◆ Actions to take:
(1) According to the conservation profiles, how much space does each tarsier require in order to survive?
(2) Return, word for word, the portion of the conservation profiles from "That the Banaue" to "deeply important distinction.".
(3) Take the conservation profiles further from the point where they stop.

◆ Quoted passage:
○ ○ ○ ○ ○ ○ ○
The scientific community even calls him The Tarsier Man, with every respect intended.

Carlito himself remains a quiet man of few words, but of very effective action: "Araw-araw ako nagmomonitor ng mga tarsiers sa gubat. Minsan hanggang gabi,” he says. His stage is a well-camouflaged one, thanks to the reclusive nature of its inhabitants. Because each tarsier requires a hectare of space in order to survive, Carlito roams a large, heavily forested area, scouting for threats to the tarsiers—poachers, loggers, and even cats—and making sure the trees are populated with edible insects. His routine has not changed much since the foundation was put up in 1996, when he was named field supervisor. Today, the foundation has bred over a hundred tarsiers.

The reason he’s so good at knowing the animal’s habits was that, before he became the tarsiers' savior, he himself was an enemy. “Yung tatay ko taxidermist, so nagstustuff siya ng mga animals.” Young Carlito even tried to keep the animals as pets—unsuccessfully, of course. Tarsiers are known as very withdrawn creatures, prone to trauma if petted or caged; he realized that the delicate creatures needed protection.

“Lumiit ang population nila, at nakita ko ito dahil kami [dati] ang nanghuhuli. Baka yung next generation, hindi na nila makita ang tarsier. Nag-desisyon ako na ako na ang mag-aalaga sa kanila.”


Rice Terraces Farmers Cooperative

That the Banaue Rice Terraces are a stunning, unforgettable man-made wonder is undeniable; but that also makes it easy to forget that they are also, first and foremost, working rice paddies. For the 80 percent of people in Cordillera who have a relationship with rice, including local farmers, this is a deeply important distinction.

Jimmy Lingayo is the Cooperative Manager of the Rice Terraces Farmers Cooperative (RTFC) and  the non-government organization RICE Inc., and he has a heart bleeding with love for his land. “Sabihin mo na may nakakapang-iba na rice varieties sa Cordillera! Sabihin mo na nutritious ang rice namin kaya noong bata kami, kahit wala kaming ulam, malakas kami.” He might start here, if you ask him about his co-op. Having worked both in the rice fields and the business of agriculture, Jimmy now manages a team of Cordillera farmers, banding together to keep the terraces alive through their push for heirloom rice.
○ ○ ○ ○ ○ ○ ○
(Location identification items)
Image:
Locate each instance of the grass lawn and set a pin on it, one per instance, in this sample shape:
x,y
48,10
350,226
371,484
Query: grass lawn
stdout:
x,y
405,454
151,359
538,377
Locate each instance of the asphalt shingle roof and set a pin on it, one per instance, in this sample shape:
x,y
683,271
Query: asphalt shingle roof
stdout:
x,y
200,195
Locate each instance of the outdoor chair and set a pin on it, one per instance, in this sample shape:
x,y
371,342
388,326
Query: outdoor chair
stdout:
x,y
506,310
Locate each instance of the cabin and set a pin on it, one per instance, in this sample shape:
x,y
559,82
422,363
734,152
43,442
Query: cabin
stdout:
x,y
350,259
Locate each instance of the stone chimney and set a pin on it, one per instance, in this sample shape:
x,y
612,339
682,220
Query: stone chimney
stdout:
○ ○ ○ ○ ○ ○ ○
◆ Replies:
(1) Each tarsier requires a hectare of space.

(2)
That the Banaue Rice Terraces are a stunning, unforgettable man-made wonder is undeniable; but that also makes it easy to forget that they are also, first and foremost, working rice paddies. For the 80 percent of people in Cordillera who have a relationship with rice, including local farmers, this is a deeply important distinction.

(3)
Since 2005, Jimmy’s co-op has been working with RICE Inc. and their international buyer Eighth Wonder to export different varieties of heirloom rice. Much like its vision for the future, the heirloom rice project’s background begins with a relationship between locals and foreigners: Back in 2002, RICE Inc.‘s executive director Vicky Garcia met with Mary Henley from Eight Wonder, a former Peace Corps volunteer. The two decided together to push marketing for native rice abroad, hoping to find stronger support for local farmers. It was at one of their information drives that they met Jimmy.

“Nag-usap kami, at sabi ko kung kailangan niyo ng kasama dito sa probinsya na magtulong sa process na ito, we can join you,” says Jimmy. “Mabuti na may NGO na nagtutulong sa training at organization namin. Tinutulungan kami sa training at quality control ng heirloom rice.”

“Ang mga project na ganito hindi lang sa pagbebenta, pero para sa preservation ng rice terraces.”

Heirloom rice is not the same as native rice, though the distinction is hard to define. The farmers will tell you that it’s in the history: Heirloom rice varieties have been tended to from generation to generation, curated by a long line of expertise in their field. “Parang may inheritance value. Dito sa Banaue, noong bata ako, lahat ng native rice ay varieties ng heirloom rice.”

The heirloom rice project exists because this isn't the case anymore—after years of nursing the habit of looking for higher-yielding, more resistant kinds of rice, farmers stopped planting different varieties of heirloom rice. “Mabuti nga na may natira na heirloom varieties,” Jimmy says. “Mabuti na ginawa itong project para ma-save ang mga natirang heirloom varieties.”

“Before, noong bata kami, ito ang pinakatrabaho namin. Pero ngayon na nag-aaral ang mga bata at marami silang ibang livelihood at trabaho, they’re abandoning the rice fields. Nakikita ko ‘yung mga tourists na dumadating dito, they can no longer appreciate the same beauty of the terraces. And yet they are still coming.” Now, Jimmy and his co-op receive more regular help from NGOs and government agencies to keep up their work reviving the rice fields. Their products can be found in local establishments, as well as purchased online.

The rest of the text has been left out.